REQUIRED WORK: Could you extend the news piece on Michigan abortion law after the fall of Roe v. Wade, picking up right after its final sentence?

GIVEN TEXT:
What the reversal of Roe v. Wade means for Michigan
Abortion rights in Michigan are now in question after today's Supreme Court decision striking down Roe v. Wade.
- Abortion is legal for now due to an injunction against the state's long-dormant 1931 abortion ban.
Why it matters: Michigan is among several states with pre-Roe abortion bans still on the books, per Axios' Oriana Gonzalez.
- And the number of statewide abortions has increased in recent years.
Details: Under the 1931 law, most abortions are illegal and punishable by up to four years in prison.
- There are no exceptions for rape or incest, only to preserve the mother's life. Roe superseded the law, but it never was repealed.
- A person who performs an abortion could be charged with a felony, potentially including doctors or women who self-abort either through a procedure or medication.
State of play: A Court of Claims judge temporarily suspended potential enforcement of the dormant law.

RAW DATA:
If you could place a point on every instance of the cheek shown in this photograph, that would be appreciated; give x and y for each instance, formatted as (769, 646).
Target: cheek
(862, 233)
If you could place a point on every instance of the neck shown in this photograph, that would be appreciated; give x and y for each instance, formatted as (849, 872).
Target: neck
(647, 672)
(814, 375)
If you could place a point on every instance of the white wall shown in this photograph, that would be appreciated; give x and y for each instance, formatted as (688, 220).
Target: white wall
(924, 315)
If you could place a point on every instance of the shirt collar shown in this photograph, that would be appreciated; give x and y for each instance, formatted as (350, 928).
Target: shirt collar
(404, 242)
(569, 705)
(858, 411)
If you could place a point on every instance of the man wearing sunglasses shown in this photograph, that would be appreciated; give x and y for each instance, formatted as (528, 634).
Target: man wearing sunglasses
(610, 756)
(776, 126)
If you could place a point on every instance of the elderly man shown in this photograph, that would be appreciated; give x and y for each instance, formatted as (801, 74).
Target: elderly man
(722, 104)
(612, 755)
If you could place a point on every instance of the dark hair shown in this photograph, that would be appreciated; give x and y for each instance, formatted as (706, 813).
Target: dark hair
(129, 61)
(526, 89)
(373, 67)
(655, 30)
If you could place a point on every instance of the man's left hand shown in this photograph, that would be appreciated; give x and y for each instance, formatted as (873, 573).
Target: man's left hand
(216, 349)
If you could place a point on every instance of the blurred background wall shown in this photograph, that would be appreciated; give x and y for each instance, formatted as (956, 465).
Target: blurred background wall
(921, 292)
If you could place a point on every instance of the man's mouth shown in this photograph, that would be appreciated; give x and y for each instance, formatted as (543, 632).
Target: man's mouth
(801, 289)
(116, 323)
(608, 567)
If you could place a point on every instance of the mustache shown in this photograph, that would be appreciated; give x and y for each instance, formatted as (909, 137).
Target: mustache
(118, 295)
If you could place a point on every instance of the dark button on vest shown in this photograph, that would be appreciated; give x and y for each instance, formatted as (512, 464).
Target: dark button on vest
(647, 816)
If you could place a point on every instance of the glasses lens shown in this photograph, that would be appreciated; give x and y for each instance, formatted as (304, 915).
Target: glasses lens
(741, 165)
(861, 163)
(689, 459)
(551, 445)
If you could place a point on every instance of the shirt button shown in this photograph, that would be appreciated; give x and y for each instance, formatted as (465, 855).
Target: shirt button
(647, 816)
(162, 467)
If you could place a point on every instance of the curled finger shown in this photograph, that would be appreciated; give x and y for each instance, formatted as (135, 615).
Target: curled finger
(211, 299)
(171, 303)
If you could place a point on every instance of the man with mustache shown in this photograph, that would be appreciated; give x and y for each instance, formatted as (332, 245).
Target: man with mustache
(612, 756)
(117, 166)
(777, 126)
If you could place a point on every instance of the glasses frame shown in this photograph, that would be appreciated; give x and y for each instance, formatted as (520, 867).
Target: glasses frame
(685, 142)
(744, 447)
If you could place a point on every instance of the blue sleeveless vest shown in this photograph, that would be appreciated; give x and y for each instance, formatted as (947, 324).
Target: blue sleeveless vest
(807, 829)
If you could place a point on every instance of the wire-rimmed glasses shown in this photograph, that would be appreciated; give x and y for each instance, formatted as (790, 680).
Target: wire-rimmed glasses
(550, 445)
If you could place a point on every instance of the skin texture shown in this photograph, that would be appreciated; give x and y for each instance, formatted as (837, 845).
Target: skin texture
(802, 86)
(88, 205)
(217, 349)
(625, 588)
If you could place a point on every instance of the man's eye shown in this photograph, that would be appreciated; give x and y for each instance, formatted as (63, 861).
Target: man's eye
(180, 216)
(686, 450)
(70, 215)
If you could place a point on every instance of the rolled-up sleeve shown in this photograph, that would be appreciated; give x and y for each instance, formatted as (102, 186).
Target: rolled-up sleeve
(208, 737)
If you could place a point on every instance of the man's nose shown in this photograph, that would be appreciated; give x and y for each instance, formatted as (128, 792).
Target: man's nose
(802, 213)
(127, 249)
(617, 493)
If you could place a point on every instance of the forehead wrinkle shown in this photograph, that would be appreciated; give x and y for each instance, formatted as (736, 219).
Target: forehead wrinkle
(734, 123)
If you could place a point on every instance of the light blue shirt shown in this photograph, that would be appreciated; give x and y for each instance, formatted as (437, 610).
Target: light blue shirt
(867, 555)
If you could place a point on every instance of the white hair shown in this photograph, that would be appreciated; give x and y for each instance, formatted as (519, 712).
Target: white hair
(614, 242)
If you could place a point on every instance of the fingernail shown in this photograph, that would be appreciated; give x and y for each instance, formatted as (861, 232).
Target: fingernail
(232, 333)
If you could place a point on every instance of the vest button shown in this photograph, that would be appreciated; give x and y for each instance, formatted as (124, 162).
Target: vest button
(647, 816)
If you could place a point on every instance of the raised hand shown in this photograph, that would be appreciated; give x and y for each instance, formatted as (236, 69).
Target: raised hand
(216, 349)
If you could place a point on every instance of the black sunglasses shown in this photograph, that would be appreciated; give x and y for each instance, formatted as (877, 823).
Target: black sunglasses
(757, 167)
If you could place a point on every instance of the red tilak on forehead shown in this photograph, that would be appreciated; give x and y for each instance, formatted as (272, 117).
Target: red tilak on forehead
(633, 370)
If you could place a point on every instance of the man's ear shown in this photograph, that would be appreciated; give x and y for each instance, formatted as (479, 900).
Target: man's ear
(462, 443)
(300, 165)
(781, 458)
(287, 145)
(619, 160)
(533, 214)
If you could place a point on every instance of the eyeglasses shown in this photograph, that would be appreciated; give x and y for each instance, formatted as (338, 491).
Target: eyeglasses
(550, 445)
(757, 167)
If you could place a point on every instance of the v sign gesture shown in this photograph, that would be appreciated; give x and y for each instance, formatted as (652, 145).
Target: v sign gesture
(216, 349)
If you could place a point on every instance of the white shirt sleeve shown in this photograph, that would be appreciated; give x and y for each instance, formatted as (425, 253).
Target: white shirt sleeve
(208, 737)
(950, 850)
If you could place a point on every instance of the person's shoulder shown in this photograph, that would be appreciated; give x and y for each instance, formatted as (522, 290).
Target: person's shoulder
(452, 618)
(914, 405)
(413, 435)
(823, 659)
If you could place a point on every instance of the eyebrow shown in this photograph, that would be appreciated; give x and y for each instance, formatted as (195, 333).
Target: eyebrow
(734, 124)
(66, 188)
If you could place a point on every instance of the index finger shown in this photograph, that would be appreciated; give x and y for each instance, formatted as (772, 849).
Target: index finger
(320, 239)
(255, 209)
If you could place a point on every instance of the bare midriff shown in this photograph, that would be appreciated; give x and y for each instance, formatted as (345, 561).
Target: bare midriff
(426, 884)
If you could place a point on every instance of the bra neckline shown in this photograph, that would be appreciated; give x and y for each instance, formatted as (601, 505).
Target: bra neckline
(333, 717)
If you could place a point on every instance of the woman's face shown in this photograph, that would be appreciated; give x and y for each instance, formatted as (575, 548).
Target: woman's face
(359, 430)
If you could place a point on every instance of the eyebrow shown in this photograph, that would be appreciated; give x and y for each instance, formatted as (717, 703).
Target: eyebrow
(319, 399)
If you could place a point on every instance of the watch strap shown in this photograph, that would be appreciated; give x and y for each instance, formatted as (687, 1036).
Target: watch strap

TASK OUTPUT:
- But the Republican-controlled Legislature asked a state judge this month to make the 1931 abortion ban enforceable after the Supreme Court overturns Roe, Bridge Michigan reports.
Between the lines: An abortion ban would especially endanger the lives of Black women in Michigan who are already dealing with across-the-board health care inequities.
- They are three times more likely to die from a pregnancy-related cause than white women.
Yes, but: Wayne County Prosecutor Kym Worthy, Attorney General Dana Nessel and other county prosecutors have said they will not enforce the 1931 law.